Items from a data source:
━━━━━━

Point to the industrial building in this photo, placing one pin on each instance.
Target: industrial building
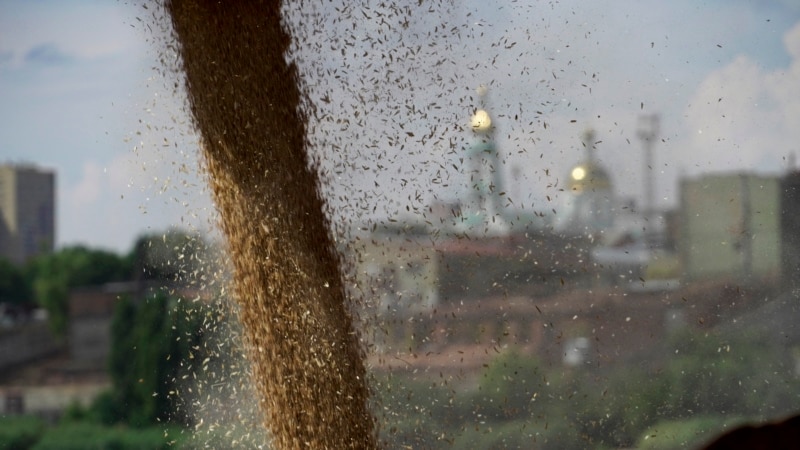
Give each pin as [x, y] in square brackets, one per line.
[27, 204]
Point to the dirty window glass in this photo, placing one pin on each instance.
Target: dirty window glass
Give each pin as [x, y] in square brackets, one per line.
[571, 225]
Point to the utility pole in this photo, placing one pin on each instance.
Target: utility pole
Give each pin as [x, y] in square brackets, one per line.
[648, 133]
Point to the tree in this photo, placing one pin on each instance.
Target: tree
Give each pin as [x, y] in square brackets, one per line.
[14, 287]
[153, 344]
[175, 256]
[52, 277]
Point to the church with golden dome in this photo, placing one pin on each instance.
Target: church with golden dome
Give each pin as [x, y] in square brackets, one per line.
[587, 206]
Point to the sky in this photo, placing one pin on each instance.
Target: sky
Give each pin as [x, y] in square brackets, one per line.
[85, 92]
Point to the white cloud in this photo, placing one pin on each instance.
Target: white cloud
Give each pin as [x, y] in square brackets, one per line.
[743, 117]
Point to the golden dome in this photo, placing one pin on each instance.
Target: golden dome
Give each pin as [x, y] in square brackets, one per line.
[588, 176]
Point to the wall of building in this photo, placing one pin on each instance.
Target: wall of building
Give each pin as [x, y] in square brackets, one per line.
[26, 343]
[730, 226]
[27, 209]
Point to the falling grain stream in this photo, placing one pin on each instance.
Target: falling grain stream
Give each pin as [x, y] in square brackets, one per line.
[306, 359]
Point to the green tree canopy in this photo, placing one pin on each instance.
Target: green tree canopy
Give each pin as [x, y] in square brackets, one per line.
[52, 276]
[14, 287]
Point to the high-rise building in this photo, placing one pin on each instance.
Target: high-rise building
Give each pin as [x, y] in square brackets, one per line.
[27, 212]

━━━━━━

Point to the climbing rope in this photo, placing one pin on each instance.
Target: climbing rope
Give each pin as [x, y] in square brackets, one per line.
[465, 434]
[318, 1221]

━━━━━━

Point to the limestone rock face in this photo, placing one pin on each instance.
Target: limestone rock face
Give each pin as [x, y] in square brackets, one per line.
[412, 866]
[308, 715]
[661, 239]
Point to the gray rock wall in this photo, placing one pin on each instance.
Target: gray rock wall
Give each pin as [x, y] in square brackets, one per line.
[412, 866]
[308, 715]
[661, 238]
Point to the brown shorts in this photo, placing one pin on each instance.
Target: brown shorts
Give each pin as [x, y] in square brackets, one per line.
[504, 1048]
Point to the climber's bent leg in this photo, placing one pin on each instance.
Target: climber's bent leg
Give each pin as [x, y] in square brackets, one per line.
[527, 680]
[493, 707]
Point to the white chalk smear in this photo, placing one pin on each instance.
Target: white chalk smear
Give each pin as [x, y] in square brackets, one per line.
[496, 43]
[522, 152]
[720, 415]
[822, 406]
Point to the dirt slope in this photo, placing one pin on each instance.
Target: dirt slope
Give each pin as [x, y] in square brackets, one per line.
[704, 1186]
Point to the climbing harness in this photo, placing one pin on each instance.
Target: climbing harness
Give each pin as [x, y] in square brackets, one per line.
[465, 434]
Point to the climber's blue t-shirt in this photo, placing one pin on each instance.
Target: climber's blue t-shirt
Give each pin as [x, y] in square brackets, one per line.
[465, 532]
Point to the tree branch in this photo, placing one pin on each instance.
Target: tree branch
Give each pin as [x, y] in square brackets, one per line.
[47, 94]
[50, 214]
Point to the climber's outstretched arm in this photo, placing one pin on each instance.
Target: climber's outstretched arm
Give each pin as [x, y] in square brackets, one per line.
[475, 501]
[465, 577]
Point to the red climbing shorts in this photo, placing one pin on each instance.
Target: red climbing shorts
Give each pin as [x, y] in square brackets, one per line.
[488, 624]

━━━━━━

> _Exercise description_
Pictures are to be left out. Write out only the lines above starting at the one with "Point to the industrial" and ending at the one with "Point to the wall", both lines included, exactly.

> _Solution to the problem_
Point to the industrial building in this photo, placing one pin on each instance.
Target: industrial building
Give each pin as [x, y] in square brackets, one per line.
[27, 204]
Point to the dirty window glass in this photo, placing one pin on each instance.
Target: dirty window glass
Give each pin as [x, y] in square brackets, one per line.
[571, 225]
Point to the utility pole in this photo, placing one pin on each instance.
Target: utility pole
Give each pin as [x, y] in square brackets, one per line.
[648, 133]
Point to the tree in this photo, placing one pin on each instance.
Target: tree
Give each pin as [x, y] in square brackets, one per line.
[14, 287]
[153, 344]
[175, 256]
[52, 277]
Point to the church with golden dome in this photo, placing one pin on each instance.
Target: church with golden dome
Give each pin as [x, y] in square brackets, one per line.
[587, 206]
Point to the sky in this photo, placing one pin on each instance.
Target: sky
Give each pin as [x, y] in square brackets, one per line.
[85, 92]
Point to the white cloud in this photo, placing one pin on each instance.
Target: white cloud
Give each pin as [x, y] in square brackets, one per line.
[743, 117]
Point to the golden dome in this photo, placing one pin on each instance.
Target: golden dome
Give each pin as [x, y] in square brackets, one per line.
[588, 176]
Point to the wall of building in this photo, placing one pin on each instance.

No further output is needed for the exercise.